◆ To-do list:
**1.** Please answer these questions using the forum post:
(a) How long have the poster and dp been together?
(b) How many miles away from the poster's family does dp live?
(c) How old are the poster's son and daughter?
**2.** Write out the forum post word for word, starting at the words "Dp lives 130" and stopping after "like the whinging.".

◆ Passage given:
++++++

Mumsnet has not checked the qualifications of anyone posting here. If you need help urgently or expert advice, please see our domestic violence webguide and/or relationships webguide. Many Mumsnetters experiencing domestic abuse have found this thread helpful: Listen up, everybody

Need dp to back off when it comes to his opinions of my dc. Any advice on how to do this sensitively?

91 replies

Pinkjenny · 21/04/2014 12:19

Dp and I have been together for almost two years. The dc only met him for the first time at Christmas, and largely, things are fine, ds is 4yo and dd is 6yo. Dp has two dc as well, but for various reasons, I haven't met them yet, they are 18yo and 13yo, so really a completely different kettle of fish imo. He is a good dad by all accounts, his 13yo dd adores him, they have a wonderful relationship, but he has a much less close bond with his son. From what he's told me, his ds was a very quiet child, very happy in his own company, and a bit of a loner. My 4yo ds really could not be any more different. He is incredibly loud and boisterous, and non-stop. Like most other 4yo boys I know, to be honest.

Dp lives 130 miles away from us, so when he is with us, it is always for a couple of days. My ds still has a dummy, just inside the house, but it is permanently in his mouth. Dp has a big problem with this, and the second time ds met him, he was going on and on and on about it, calling him a baby, and ds whacked him in the face. Obviously not good, and ds was suitably chastised. A couple of weeks later, I had a chat with dp, told him that whilst I wasn't a fan of the dummy either, he needed to leave the parenting to me. I think he is just so used to playing the 'dad' role, that he thinks this is where he slots in.

This weekend he has been here (he's gone now, obv...), and we've had more dummy battles, apparently I give in too much, he doesn't like the way that ds wrestles with my mum (she's fun grandma to the extreme!) and tears from me last night. He also doesn't like the whinging.

So good luck with that.

++++++

◆ Contour annotation records:
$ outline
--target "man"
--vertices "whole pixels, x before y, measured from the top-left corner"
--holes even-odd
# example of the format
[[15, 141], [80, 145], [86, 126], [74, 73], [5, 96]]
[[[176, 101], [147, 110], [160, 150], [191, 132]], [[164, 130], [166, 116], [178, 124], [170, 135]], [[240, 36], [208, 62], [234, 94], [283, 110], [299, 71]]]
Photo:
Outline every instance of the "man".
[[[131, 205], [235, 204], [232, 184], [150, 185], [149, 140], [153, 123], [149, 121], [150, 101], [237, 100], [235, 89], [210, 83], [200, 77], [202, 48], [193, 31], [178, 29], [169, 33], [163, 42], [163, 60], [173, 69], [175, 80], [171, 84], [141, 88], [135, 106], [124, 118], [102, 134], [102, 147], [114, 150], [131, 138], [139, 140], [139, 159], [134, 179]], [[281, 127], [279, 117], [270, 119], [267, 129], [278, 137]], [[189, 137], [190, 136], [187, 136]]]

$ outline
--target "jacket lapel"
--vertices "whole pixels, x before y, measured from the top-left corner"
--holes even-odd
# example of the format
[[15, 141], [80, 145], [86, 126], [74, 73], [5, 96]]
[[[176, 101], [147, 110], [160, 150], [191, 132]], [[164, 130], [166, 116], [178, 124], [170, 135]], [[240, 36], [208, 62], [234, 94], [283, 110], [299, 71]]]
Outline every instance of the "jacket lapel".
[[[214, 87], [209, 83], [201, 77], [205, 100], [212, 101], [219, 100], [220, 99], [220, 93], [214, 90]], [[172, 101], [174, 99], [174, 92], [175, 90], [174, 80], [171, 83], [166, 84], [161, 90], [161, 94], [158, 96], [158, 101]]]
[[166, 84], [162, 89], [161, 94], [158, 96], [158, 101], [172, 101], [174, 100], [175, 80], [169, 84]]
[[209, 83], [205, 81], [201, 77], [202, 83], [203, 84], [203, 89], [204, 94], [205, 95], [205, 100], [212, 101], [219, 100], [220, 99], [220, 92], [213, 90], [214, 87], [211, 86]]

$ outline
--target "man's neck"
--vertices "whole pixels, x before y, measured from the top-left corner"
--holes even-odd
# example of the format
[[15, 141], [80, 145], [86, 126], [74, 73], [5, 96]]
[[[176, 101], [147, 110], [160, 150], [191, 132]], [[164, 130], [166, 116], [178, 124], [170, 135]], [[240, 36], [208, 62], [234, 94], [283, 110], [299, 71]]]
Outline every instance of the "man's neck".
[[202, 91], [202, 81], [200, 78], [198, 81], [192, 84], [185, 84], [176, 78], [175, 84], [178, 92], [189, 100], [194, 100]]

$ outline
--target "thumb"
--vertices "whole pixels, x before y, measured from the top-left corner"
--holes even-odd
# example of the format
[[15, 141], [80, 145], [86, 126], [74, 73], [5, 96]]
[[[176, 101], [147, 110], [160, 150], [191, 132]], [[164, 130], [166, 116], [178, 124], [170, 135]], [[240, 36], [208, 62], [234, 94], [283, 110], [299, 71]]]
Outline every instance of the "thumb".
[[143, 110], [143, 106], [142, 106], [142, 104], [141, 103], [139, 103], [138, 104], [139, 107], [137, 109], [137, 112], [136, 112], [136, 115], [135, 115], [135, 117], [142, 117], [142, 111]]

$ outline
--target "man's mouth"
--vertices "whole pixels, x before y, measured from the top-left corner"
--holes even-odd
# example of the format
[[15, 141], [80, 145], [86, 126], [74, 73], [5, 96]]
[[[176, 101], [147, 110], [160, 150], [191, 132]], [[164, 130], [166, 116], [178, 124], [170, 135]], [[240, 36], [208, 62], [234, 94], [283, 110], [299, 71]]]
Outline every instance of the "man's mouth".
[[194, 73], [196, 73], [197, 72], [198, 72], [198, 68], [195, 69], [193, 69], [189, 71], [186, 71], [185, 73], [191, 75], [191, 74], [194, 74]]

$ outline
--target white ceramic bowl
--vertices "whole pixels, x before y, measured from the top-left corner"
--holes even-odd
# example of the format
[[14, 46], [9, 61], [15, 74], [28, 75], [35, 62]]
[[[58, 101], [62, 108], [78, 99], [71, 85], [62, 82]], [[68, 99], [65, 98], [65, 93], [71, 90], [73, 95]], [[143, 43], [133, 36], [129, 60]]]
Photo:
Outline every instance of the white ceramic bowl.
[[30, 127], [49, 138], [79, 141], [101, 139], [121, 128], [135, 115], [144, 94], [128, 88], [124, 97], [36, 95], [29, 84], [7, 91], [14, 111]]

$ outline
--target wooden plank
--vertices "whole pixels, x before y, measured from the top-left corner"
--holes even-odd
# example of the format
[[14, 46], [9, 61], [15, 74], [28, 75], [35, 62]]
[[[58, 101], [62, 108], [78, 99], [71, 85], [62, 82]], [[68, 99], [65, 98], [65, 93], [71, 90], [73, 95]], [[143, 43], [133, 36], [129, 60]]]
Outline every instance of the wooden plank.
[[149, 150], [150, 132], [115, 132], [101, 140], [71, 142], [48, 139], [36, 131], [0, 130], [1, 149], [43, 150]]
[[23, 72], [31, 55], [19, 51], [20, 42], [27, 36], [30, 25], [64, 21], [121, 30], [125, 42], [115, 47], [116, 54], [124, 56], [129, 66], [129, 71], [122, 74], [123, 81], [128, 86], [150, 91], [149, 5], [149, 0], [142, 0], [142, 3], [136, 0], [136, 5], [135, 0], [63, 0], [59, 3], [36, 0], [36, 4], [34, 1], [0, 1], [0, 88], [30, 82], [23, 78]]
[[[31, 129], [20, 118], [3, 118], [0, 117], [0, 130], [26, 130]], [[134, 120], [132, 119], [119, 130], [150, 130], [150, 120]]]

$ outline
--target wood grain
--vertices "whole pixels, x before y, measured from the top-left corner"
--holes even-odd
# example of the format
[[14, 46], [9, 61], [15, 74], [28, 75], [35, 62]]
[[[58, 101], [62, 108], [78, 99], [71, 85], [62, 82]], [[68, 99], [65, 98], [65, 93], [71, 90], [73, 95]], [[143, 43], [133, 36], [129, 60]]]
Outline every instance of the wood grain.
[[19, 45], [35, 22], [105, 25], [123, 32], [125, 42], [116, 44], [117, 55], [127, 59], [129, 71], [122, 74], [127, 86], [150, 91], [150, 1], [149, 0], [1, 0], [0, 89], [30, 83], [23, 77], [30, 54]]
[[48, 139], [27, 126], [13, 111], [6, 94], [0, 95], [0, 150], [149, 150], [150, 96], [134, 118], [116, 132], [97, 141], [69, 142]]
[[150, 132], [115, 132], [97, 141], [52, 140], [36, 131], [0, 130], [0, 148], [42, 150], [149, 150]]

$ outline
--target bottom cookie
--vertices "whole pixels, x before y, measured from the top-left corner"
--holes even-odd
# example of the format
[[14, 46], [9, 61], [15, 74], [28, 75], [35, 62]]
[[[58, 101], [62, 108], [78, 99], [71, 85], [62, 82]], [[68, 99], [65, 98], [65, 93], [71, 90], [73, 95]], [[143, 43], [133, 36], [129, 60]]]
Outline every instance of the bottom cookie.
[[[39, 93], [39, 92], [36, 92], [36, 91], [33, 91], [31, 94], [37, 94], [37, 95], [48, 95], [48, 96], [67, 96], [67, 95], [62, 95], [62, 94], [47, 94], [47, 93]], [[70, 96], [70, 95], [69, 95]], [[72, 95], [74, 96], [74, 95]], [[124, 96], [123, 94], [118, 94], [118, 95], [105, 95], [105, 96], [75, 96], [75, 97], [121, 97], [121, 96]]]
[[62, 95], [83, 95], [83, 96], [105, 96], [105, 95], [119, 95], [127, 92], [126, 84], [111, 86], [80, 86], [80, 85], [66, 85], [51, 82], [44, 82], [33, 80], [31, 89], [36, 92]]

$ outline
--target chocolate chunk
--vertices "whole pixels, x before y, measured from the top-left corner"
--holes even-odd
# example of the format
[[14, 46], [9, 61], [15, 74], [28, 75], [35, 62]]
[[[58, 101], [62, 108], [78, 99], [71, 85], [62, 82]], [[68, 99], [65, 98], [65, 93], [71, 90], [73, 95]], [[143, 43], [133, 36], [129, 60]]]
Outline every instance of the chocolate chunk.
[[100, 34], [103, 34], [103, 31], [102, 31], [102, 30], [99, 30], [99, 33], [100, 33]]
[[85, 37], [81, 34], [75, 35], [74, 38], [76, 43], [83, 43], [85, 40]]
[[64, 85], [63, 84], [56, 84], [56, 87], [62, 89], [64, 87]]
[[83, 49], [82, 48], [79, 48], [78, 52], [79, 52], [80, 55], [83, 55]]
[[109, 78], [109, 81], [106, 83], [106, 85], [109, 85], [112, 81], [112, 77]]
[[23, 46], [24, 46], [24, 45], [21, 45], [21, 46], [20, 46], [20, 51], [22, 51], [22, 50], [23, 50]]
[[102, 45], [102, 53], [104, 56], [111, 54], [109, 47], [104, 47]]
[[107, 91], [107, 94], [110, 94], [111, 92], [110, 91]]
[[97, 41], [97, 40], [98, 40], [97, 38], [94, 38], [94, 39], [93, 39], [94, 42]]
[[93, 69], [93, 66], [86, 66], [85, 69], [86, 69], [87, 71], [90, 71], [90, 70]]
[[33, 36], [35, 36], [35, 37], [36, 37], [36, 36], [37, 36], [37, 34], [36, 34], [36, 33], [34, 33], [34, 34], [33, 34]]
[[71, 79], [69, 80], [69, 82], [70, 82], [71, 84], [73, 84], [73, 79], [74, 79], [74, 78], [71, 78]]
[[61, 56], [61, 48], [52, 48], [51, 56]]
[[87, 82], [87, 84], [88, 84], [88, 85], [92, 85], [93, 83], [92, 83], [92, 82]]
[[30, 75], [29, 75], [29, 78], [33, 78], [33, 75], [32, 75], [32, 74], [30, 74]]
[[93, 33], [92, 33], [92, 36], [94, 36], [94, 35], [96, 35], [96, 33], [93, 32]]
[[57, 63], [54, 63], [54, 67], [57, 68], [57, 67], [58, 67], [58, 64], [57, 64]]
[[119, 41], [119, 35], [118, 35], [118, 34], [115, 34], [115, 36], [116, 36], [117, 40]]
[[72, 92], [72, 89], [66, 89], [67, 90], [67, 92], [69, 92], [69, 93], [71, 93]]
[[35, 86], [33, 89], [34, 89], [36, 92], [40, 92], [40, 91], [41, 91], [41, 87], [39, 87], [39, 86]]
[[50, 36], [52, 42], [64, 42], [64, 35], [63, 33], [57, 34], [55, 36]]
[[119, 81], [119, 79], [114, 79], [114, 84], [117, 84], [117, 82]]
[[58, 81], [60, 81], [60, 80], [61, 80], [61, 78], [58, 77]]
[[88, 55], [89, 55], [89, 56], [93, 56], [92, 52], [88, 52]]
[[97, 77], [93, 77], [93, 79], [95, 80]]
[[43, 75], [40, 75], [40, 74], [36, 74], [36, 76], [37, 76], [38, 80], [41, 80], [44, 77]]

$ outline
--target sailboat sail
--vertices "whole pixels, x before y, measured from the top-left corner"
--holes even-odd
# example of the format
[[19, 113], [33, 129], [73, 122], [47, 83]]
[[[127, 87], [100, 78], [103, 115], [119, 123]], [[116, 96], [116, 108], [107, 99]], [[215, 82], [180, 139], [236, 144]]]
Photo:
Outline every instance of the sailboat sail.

++++++

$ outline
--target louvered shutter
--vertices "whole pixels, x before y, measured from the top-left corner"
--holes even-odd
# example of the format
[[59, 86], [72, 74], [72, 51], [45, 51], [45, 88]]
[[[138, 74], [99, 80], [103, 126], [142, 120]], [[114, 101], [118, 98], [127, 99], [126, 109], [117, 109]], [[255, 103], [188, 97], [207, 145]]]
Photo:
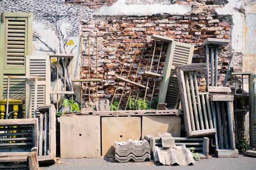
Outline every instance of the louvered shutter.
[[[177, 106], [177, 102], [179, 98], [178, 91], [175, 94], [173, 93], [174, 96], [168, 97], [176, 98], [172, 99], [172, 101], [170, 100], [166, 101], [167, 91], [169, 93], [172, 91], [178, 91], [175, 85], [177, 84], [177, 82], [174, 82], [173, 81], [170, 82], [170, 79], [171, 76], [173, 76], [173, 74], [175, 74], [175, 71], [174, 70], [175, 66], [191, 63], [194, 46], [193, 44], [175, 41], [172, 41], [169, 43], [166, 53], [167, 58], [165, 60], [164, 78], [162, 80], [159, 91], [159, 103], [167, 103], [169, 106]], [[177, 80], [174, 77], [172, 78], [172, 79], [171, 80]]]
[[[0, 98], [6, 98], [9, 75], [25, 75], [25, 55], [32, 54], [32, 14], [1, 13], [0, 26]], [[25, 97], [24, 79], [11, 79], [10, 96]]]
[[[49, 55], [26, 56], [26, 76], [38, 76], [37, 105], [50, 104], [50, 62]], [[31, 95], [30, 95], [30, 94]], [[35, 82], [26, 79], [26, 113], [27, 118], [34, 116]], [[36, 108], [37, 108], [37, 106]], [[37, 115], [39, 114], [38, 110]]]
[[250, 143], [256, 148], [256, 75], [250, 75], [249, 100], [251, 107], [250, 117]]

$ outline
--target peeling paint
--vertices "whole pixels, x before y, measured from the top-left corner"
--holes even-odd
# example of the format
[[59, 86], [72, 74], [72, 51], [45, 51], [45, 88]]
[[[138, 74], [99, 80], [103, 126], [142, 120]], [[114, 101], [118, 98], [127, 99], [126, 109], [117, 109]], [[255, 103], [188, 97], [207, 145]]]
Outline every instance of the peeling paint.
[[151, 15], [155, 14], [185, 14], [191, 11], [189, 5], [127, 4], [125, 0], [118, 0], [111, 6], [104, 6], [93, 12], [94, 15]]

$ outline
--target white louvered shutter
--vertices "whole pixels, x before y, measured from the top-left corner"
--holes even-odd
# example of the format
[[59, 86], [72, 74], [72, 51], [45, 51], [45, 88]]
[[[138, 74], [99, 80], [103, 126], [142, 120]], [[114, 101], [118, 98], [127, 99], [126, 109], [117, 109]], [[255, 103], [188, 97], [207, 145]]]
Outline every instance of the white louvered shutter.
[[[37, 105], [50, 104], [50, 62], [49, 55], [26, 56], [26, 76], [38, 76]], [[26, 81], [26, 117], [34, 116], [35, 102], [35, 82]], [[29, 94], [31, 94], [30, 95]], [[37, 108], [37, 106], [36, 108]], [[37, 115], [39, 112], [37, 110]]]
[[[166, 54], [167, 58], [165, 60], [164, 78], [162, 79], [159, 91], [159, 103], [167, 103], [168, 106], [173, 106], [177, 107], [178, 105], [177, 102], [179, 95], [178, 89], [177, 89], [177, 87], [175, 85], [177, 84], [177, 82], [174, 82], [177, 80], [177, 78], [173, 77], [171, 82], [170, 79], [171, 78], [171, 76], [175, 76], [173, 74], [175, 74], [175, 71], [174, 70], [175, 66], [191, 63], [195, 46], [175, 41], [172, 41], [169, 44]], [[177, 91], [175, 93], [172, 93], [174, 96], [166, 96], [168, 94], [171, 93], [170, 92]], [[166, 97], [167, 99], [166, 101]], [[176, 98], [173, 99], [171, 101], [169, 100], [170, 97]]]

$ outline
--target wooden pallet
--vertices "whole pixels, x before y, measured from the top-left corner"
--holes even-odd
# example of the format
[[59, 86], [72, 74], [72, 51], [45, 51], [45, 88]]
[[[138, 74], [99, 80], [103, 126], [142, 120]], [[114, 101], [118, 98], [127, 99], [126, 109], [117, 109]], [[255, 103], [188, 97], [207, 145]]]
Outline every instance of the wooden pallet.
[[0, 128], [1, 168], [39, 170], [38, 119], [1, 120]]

++++++

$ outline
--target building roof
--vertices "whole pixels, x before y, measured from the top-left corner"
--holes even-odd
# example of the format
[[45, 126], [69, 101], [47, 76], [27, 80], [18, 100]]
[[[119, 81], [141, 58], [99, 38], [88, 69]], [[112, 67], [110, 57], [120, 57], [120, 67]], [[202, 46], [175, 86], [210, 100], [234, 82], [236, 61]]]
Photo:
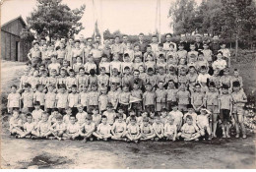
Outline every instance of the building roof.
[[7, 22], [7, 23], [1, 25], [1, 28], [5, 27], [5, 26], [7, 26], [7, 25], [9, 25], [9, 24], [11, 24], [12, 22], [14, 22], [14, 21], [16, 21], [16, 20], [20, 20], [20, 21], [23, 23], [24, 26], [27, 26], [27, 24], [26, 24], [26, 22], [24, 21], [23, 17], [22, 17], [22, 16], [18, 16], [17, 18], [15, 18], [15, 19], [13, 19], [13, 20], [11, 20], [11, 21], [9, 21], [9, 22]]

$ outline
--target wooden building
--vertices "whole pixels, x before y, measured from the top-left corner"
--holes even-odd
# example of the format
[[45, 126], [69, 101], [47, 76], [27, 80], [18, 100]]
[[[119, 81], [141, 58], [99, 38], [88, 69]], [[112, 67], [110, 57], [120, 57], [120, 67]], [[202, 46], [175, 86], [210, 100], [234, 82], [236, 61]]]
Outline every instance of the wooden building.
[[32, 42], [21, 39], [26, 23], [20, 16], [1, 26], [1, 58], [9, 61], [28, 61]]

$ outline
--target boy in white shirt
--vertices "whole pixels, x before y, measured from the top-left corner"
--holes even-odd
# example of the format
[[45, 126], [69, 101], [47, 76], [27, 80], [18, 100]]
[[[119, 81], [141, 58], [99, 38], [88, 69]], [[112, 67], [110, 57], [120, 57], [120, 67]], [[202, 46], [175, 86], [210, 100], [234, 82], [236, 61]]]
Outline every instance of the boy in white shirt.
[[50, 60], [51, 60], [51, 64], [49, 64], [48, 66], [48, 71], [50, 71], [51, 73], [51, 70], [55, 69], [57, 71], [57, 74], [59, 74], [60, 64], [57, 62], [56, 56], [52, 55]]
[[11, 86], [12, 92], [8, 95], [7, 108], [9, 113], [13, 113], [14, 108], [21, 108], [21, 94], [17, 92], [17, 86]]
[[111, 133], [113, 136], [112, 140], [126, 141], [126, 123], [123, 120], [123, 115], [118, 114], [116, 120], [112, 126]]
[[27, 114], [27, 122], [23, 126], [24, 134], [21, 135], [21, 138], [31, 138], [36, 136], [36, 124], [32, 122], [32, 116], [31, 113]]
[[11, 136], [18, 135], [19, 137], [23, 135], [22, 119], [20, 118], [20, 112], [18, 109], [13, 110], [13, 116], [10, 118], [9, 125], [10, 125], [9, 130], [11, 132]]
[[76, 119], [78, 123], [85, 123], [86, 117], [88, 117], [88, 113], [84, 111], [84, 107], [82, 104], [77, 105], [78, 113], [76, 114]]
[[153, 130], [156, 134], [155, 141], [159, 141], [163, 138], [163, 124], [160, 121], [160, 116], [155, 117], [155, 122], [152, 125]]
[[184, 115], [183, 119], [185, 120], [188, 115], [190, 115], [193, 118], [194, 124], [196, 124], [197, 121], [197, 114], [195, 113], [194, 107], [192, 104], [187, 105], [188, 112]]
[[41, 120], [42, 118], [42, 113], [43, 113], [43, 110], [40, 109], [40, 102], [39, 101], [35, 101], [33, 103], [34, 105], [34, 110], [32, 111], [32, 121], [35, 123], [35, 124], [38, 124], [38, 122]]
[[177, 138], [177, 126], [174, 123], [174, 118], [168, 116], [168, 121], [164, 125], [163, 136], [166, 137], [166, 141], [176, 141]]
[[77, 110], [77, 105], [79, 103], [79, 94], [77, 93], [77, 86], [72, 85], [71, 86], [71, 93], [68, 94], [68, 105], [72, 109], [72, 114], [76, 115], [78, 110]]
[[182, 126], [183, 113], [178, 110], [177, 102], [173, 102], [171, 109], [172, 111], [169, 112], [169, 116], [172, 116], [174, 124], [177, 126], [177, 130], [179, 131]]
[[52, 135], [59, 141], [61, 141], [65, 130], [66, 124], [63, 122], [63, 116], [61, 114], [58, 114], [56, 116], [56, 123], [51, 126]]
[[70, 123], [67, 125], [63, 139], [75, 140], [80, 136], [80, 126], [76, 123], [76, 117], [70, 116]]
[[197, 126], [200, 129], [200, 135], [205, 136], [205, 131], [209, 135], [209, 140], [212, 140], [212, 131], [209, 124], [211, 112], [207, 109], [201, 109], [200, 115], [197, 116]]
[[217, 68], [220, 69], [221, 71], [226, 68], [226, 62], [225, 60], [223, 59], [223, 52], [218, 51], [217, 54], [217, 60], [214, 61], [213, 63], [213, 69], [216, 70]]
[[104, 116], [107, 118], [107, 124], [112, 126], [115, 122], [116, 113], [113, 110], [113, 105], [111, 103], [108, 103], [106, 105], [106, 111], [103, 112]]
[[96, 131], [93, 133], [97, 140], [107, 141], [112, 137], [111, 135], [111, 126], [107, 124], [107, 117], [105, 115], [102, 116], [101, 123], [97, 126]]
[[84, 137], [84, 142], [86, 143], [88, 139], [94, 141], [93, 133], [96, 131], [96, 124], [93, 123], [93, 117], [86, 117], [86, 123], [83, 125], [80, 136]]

++++++

◆ Task-by-task results:
**1.**
(a) Almost two years.
(b) 130 miles.
(c) The son is 4 and the daughter is 6.

**2.**
Dp lives 130 miles away from us, so when he is with us, it is always for a couple of days. My ds still has a dummy, just inside the house, but it is permanently in his mouth. Dp has a big problem with this, and the second time ds met him, he was going on and on and on about it, calling him a baby, and ds whacked him in the face. Obviously not good, and ds was suitably chastised. A couple of weeks later, I had a chat with dp, told him that whilst I wasn't a fan of the dummy either, he needed to leave the parenting to me. I think he is just so used to playing the 'dad' role, that he thinks this is where he slots in.

This weekend he has been here (he's gone now, obv...), and we've had more dummy battles, apparently I give in too much, he doesn't like the way that ds wrestles with my mum (she's fun grandma to the extreme!) and tears from me last night. He also doesn't like the whinging.